• STATED GOAL: From the AOP framework discussion, write out word for word the passage that starts at "- What's the" and ends after "a product is.".

• DOCUMENT EXTRACT:

--- --- ---

I'm planning to spend some time experimenting with AOP.  I'm wondering if a
de facto AOP framwork is emerging.  Right now, I'm looking at AspectJ and
Spring, there are probably others as well.  So, I'm looking for an opinion
on which framework to use based on:

- What's the standard


Standard? There is no standard -- at least not yet. At this stage, you'll probably have to use popularity as a criterion instead. I believe that AspectJ is the most established AOP framework presently. An up 'n' coming one, though, is dynaop (https://dynaop.dev.java.net/). It's gaining a lot of "mindshare," or whatever the trendy word for people having heard of a product is.

- Which one is the most newbie friendly - available documentation and
tutorials


As for documentation and tutorials, I don't really know. I think most all of them have "good enough" documentation to get one started. I think the main problem is getting into the AOP mindset, since it's quite different from the "plain" OO mindset. (I certainly haven't gotten there yet.) As far as I can tell, most of the frameworks have comparable feature sets (with minor differences), although they implement those features in different ways. I kinda like dynaop's approach: they use JSR-175-style metadata comments in regular Java code to implement aspects. This means that you can use your existing tools and augment them if desired with aspect-related functionality. That sounds like a fun AOP project, actually. :)

--- --- ---

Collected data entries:
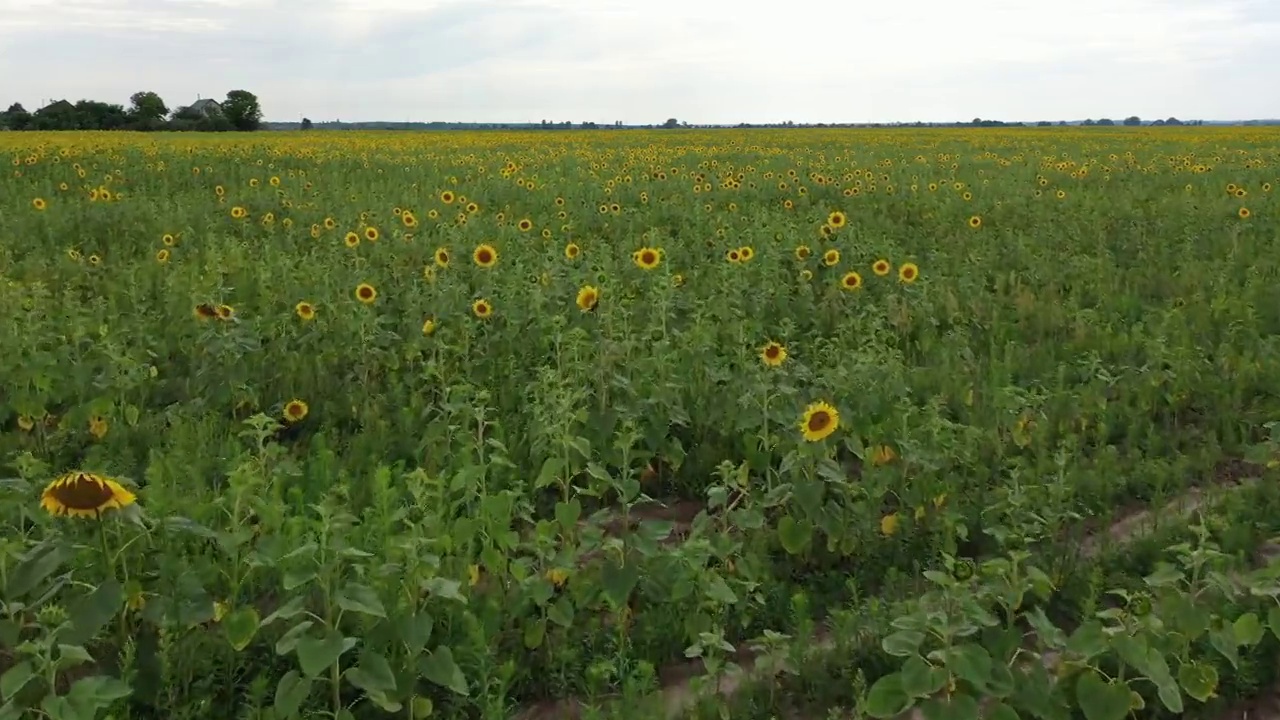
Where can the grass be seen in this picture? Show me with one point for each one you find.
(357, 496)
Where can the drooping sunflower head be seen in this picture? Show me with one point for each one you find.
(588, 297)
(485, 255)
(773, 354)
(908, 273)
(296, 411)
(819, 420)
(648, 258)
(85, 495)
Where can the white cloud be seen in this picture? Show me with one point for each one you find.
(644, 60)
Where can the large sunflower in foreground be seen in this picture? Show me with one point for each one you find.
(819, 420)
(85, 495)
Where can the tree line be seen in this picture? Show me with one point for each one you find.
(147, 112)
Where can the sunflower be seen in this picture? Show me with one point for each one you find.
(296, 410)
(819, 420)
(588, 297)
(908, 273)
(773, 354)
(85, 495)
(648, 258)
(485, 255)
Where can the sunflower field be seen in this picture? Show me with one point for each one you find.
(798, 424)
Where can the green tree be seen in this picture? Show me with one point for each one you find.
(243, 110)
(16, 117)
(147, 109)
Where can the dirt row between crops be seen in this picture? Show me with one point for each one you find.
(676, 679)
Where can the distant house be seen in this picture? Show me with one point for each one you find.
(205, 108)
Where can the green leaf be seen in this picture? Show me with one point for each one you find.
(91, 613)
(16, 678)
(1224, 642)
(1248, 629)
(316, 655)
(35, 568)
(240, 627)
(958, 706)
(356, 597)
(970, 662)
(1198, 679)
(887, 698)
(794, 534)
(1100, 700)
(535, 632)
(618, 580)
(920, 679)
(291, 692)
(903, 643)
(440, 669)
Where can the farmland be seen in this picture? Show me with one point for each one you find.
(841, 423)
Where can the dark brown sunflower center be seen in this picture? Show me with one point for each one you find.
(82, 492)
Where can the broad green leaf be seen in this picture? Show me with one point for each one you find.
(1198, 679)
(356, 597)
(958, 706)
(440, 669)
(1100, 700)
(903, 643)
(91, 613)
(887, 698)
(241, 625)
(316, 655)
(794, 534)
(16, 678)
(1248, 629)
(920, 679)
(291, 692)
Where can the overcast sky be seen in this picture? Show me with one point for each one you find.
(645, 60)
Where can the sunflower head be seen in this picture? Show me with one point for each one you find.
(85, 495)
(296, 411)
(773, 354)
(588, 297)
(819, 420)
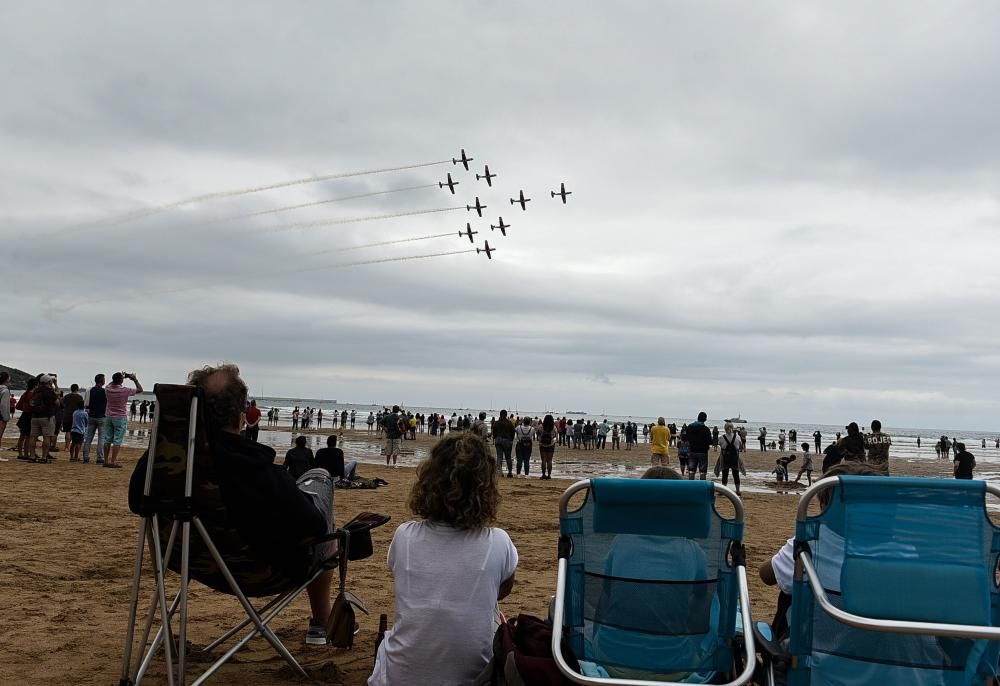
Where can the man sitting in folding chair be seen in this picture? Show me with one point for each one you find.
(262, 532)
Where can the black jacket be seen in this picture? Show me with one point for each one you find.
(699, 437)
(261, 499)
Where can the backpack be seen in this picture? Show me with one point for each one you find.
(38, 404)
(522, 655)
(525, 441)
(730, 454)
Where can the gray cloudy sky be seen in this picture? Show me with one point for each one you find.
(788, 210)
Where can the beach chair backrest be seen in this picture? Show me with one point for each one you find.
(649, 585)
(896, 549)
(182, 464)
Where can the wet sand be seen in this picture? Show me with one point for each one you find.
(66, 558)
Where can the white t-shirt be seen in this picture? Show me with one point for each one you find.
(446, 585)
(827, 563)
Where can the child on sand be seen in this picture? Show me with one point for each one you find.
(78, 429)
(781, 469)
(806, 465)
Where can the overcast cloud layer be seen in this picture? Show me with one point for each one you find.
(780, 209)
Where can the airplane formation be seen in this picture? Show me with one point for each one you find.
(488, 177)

--- --- ---

• SOLVED EXERCISE:
- What's the standard


Standard? There is no standard -- at least not yet. At this stage, you'll probably have to use popularity as a criterion instead. I believe that AspectJ is the most established AOP framework presently. An up 'n' coming one, though, is dynaop (https://dynaop.dev.java.net/). It's gaining a lot of "mindshare," or whatever the trendy word for people having heard of a product is.